Render every line of the rows below as a JSON list of strings, with one string per line and blank lines omitted.
═══ EXERCISE INPUTS ═══
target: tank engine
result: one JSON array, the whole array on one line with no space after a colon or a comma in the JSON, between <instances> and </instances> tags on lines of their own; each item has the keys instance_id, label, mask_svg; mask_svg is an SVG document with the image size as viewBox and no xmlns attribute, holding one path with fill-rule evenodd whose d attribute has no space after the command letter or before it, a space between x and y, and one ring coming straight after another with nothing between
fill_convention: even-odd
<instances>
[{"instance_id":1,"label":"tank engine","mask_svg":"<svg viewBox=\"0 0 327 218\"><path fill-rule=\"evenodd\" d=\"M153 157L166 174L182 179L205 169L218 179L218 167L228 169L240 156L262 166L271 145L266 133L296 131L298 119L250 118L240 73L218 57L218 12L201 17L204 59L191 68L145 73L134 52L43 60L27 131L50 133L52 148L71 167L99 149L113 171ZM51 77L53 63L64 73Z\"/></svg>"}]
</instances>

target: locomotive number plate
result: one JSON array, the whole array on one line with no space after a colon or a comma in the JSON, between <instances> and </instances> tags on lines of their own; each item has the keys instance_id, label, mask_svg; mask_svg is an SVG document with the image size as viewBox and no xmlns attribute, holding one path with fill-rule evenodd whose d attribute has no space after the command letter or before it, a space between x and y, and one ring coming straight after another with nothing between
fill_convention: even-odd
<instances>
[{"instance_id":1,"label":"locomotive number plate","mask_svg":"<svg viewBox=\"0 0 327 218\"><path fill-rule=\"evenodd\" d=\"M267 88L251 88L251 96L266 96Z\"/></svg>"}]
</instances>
═══
EXPECTED OUTPUT |
[
  "target: tank engine",
  "result: one JSON array, the whole array on one line with no space after a colon or a comma in the JSON, between <instances> and </instances> tags on lines of their own; each item has the keys instance_id, label, mask_svg; mask_svg is an SVG document with the image size as viewBox and no xmlns attribute, holding one path with fill-rule evenodd whose d attribute has no space after the command letter or before it, a space between x and y, and one ring coming straight after another with nothing between",
  "fill_convention: even-odd",
  "<instances>",
  "[{\"instance_id\":1,\"label\":\"tank engine\",\"mask_svg\":\"<svg viewBox=\\\"0 0 327 218\\\"><path fill-rule=\\\"evenodd\\\" d=\\\"M153 157L166 174L182 179L205 169L218 179L218 167L228 169L240 156L262 166L271 145L266 133L296 131L298 119L250 118L240 73L218 57L218 12L201 17L204 59L191 68L145 73L134 52L43 60L27 131L50 133L52 148L71 167L99 149L113 171ZM51 77L53 63L64 73Z\\\"/></svg>\"}]",
  "</instances>",
  "target: locomotive number plate",
  "result: one JSON array, the whole array on one line with no space after a colon or a comma in the JSON, between <instances> and </instances> tags on lines of their own; each item has the keys instance_id, label, mask_svg; mask_svg is an SVG document with the image size as viewBox and no xmlns attribute, holding one path with fill-rule evenodd whose d attribute has no space after the command letter or before it, a space between x and y, and one ring coming straight after another with nothing between",
  "fill_convention: even-odd",
  "<instances>",
  "[{\"instance_id\":1,\"label\":\"locomotive number plate\",\"mask_svg\":\"<svg viewBox=\\\"0 0 327 218\\\"><path fill-rule=\\\"evenodd\\\" d=\\\"M267 88L251 88L251 96L266 96Z\\\"/></svg>\"}]",
  "</instances>"
]